** BEGIN Given passage **

Analysis
Five-Year Forecast for the U.S. Economy and Tech Jobs, 2026-2031
Short thesis
The most likely 2026-2031 path is not a broad U.S. jobs collapse but a slower, more selective labor market: real GDP growth near 2% in 2026-2028 and roughly 1.8%-2.0% thereafter, unemployment mostly in the low-to-mid 4% range, and modest net job growth as population/labor-force growth slows. Tech jobs should recover unevenly from the 2022-2026 reset: fewer easy openings, more AI-driven productivity pressure on entry-level coding and routine IT work, but durable demand for AI infrastructure, cybersecurity, data engineering, cloud, developer tools, and domain-specialized software. The base case is churn and bar-raising rather than a disappearance of tech work.
What researchers and forecasters broadly believe
- Macro baseline: The Federal Reserve's March 2026 Summary of Economic Projections has median real GDP growth of 2.4% in 2026, 2.3% in 2027, 2.1% in 2028, and 2.0% in the longer run, with unemployment at 4.4%, 4.3%, 4.2%, and 4.2% respectively. That is a soft-landing / moderate-expansion forecast, not recession as the central case.
- CBO is somewhat more cautious after 2026: its 2026-2036 outlook says GDP growth strengthens in 2026 and then averages 1.8% from 2027 to 2036; it projects unemployment peaking around 4.6% in 2026, then easing to 4.5% in 2027 and 4.4% in 2028, eventually returning toward 4.2%.
- Current labor-market starting point: BLS public API data show April 2026 unemployment at 4.3%, total nonfarm payroll employment at 158.736 million, and March 2026 job openings at about 6.866 million. That is cooler than the 2021-2022 labor shortage, but still consistent with a functioning labor market.
- Tech-specific starting point: BLS establishment data show computer systems design and related services employment at about 2.369 million in April 2026, down from about 2.411 million in April 2025. Data processing/hosting employment was also down year over year. In other words, tech hiring is starting the forecast from a weak/cautious base even while the overall economy is still expanding.
- Occupational outlook: BLS Occupational Outlook Handbook materials for computer and information technology occupations continue to describe above-average long-run demand, with software developers, information security analysts, data-related roles, and computer/information research roles among the stronger areas. The growth is occupational, not necessarily concentrated in large consumer-internet firms.
- AI consensus: AI is expected to raise productivity and change task mix before it cleanly eliminates whole occupations. For tech workers this means more leverage per engineer, smaller teams for some products, less tolerance for purely routine coding, and stronger demand for people who can design systems, evaluate models, secure data, integrate AI into workflows, and own business outcomes.

** END Given passage **
** BEGIN Information provided **

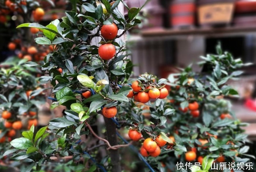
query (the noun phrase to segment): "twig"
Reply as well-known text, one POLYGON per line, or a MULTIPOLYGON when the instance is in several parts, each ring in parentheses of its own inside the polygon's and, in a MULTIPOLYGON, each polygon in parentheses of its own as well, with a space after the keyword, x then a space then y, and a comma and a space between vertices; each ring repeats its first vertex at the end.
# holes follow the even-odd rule
POLYGON ((129 146, 129 144, 127 144, 127 145, 116 145, 112 146, 111 145, 110 145, 110 144, 109 144, 109 142, 107 140, 106 140, 106 139, 104 139, 103 138, 102 138, 101 137, 97 135, 97 134, 96 134, 95 133, 94 133, 94 132, 93 131, 93 129, 91 128, 91 126, 88 123, 87 121, 85 122, 85 124, 88 127, 89 130, 90 130, 90 131, 91 132, 91 133, 93 135, 95 136, 98 139, 101 140, 102 140, 102 141, 106 142, 106 143, 107 144, 107 145, 108 145, 108 146, 109 147, 109 148, 108 149, 108 150, 109 149, 116 150, 118 149, 120 147, 127 146, 129 146))

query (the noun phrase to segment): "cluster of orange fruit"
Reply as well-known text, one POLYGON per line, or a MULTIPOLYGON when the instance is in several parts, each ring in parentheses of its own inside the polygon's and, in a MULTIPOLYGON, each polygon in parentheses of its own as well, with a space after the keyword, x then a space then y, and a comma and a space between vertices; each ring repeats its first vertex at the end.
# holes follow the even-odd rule
MULTIPOLYGON (((32 31, 38 30, 36 28, 31 28, 32 31)), ((39 30, 38 30, 39 31, 39 30)), ((49 53, 52 52, 55 49, 56 46, 50 45, 48 47, 40 45, 39 48, 34 46, 28 47, 22 46, 20 45, 20 41, 19 39, 14 40, 8 44, 8 48, 11 51, 18 49, 21 47, 19 53, 18 54, 19 58, 26 59, 28 61, 34 60, 36 61, 44 60, 45 57, 49 53)))
MULTIPOLYGON (((140 132, 138 130, 131 129, 129 131, 128 135, 131 139, 134 141, 138 141, 141 138, 142 136, 140 132)), ((175 141, 173 137, 169 137, 173 141, 175 141)), ((144 157, 150 156, 156 157, 161 153, 160 147, 165 146, 166 144, 166 141, 164 140, 159 135, 154 140, 151 138, 147 138, 143 142, 143 145, 140 148, 140 153, 144 157)), ((170 145, 173 145, 173 144, 170 144, 170 145)))
MULTIPOLYGON (((30 111, 29 114, 30 116, 34 116, 36 115, 35 112, 30 111)), ((6 129, 9 129, 5 135, 0 139, 0 143, 3 143, 5 141, 5 137, 8 137, 10 141, 11 140, 11 138, 16 135, 16 130, 20 130, 22 128, 22 123, 20 121, 10 121, 12 117, 12 113, 8 111, 4 111, 2 113, 2 118, 5 119, 4 127, 6 129)), ((34 125, 35 126, 37 125, 37 120, 35 119, 30 119, 28 121, 28 129, 34 125)))
POLYGON ((169 94, 168 90, 165 87, 158 89, 150 85, 143 90, 139 84, 140 83, 138 81, 132 83, 132 90, 129 92, 127 96, 128 98, 134 97, 135 101, 146 103, 148 102, 150 99, 165 99, 169 94))

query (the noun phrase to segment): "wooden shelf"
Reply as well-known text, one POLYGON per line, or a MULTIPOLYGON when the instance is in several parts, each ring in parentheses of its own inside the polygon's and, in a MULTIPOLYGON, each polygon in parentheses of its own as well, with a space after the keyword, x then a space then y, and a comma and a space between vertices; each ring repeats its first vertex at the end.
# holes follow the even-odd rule
POLYGON ((142 32, 143 38, 199 35, 206 37, 244 35, 256 33, 256 25, 230 26, 219 28, 192 28, 187 29, 157 28, 142 32))

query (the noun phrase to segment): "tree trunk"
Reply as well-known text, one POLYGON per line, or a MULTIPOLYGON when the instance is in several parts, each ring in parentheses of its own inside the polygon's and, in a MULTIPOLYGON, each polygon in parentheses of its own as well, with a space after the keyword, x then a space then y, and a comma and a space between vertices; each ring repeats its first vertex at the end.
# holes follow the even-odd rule
MULTIPOLYGON (((118 144, 117 138, 116 133, 116 124, 109 118, 104 117, 107 131, 108 140, 111 146, 118 144)), ((119 154, 118 149, 109 150, 109 156, 111 158, 112 172, 121 172, 121 167, 120 163, 119 154)))

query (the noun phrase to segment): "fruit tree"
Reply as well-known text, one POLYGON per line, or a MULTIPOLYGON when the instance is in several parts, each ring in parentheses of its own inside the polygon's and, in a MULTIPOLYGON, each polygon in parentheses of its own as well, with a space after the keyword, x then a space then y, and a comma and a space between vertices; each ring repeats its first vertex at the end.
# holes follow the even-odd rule
POLYGON ((18 27, 41 30, 44 35, 36 38, 36 42, 55 46, 42 65, 48 75, 39 81, 50 81, 53 86, 52 107, 61 105, 66 108, 63 117, 51 121, 49 126, 37 131, 32 126, 23 137, 12 141, 15 149, 5 155, 12 153, 14 158, 32 160, 27 170, 33 165, 40 169, 44 163, 71 156, 69 165, 75 171, 118 172, 121 171, 118 151, 126 146, 147 165, 145 171, 151 171, 172 169, 172 162, 178 158, 193 161, 200 155, 203 167, 204 162, 210 164, 219 156, 236 160, 237 153, 244 154, 246 148, 241 148, 244 140, 241 139, 246 137, 240 134, 240 127, 243 124, 214 118, 217 112, 229 111, 225 106, 214 113, 210 108, 220 108, 216 106, 221 101, 217 96, 236 93, 225 84, 240 74, 235 71, 243 65, 240 61, 220 52, 214 58, 206 58, 205 62, 214 68, 216 74, 207 73, 208 77, 202 80, 196 78, 190 68, 173 79, 170 77, 169 82, 147 73, 131 79, 133 65, 127 57, 125 43, 116 38, 140 23, 136 17, 140 9, 129 9, 124 4, 128 10, 125 18, 117 8, 122 1, 84 2, 66 12, 61 21, 55 20, 48 26, 33 23, 18 27), (118 30, 123 30, 119 35, 118 30), (96 37, 101 39, 99 46, 92 42, 96 37), (167 84, 173 86, 170 94, 174 100, 170 101, 172 103, 165 99, 169 95, 165 87, 167 84), (148 110, 149 115, 145 115, 148 110), (199 118, 194 119, 189 114, 191 111, 195 116, 204 117, 196 122, 199 118), (101 125, 102 118, 103 133, 95 127, 101 125), (195 122, 188 123, 191 120, 195 122), (223 133, 218 133, 221 129, 223 133), (125 130, 130 142, 120 134, 125 130), (230 137, 226 142, 230 142, 223 147, 226 140, 211 136, 222 138, 227 134, 230 137), (241 136, 235 140, 238 134, 241 136), (53 135, 57 137, 55 140, 53 135), (229 145, 230 142, 234 145, 229 145), (103 151, 101 146, 105 148, 103 151), (212 154, 209 151, 215 152, 212 154), (106 158, 102 151, 108 153, 106 158), (169 156, 173 153, 176 158, 169 156))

** END Information provided **

# Set task 1:
What median real GDP growth does the Federal Reserve's March 2026 projection give for 2026, according to the economic forecast?
# Set task 2:
In the economic forecast, rewrite the stretch that begins at the words "- Current labor-market" and ends after "is still expanding.", putting "employer survey data" in place of "establishment data".
# Set task 3:
Write what comes next in the economic forecast, following on from its final point.

# Right answer 1:
2.4%

# Right answer 2:
- Current labor-market starting point: BLS public API data show April 2026 unemployment at 4.3%, total nonfarm payroll employment at 158.736 million, and March 2026 job openings at about 6.866 million. That is cooler than the 2021-2022 labor shortage, but still consistent with a functioning labor market.
- Tech-specific starting point: BLS employer survey data show computer systems design and related services employment at about 2.369 million in April 2026, down from about 2.411 million in April 2025. Data processing/hosting employment was also down year over year. In other words, tech hiring is starting the forecast from a weak/cautious base even while the overall economy is still expanding.

# Right answer 3:
Main reasons and evidence behind that view
- Growth is slowing but not stalling. Both the Fed and CBO point to output growth converging toward roughly 2% rather than a sustained boom. That normally implies continued hiring, but less bargaining power and fewer marginal openings than in a hot labor market.
- Unemployment forecasts are clustered. Fed participants and CBO both center unemployment near 4.2%-4.6% over the next few years. The disagreement is about degree, not whether the central forecast is a 2008-style or 2020-style labor shock.
- The supply side is less favorable. CBO explicitly highlights lower immigration and policy changes as factors affecting its baseline. Slower labor-force growth supports low unemployment mechanically, but it also caps potential GDP growth and makes hiring more dependent on productivity gains.
- Tech employment has already corrected. BLS industry data show computer systems design employment lower in April 2026 than a year earlier, while total nonfarm payrolls were slightly higher. That divergence supports a forecast in which tech does not simply track the aggregate labor market.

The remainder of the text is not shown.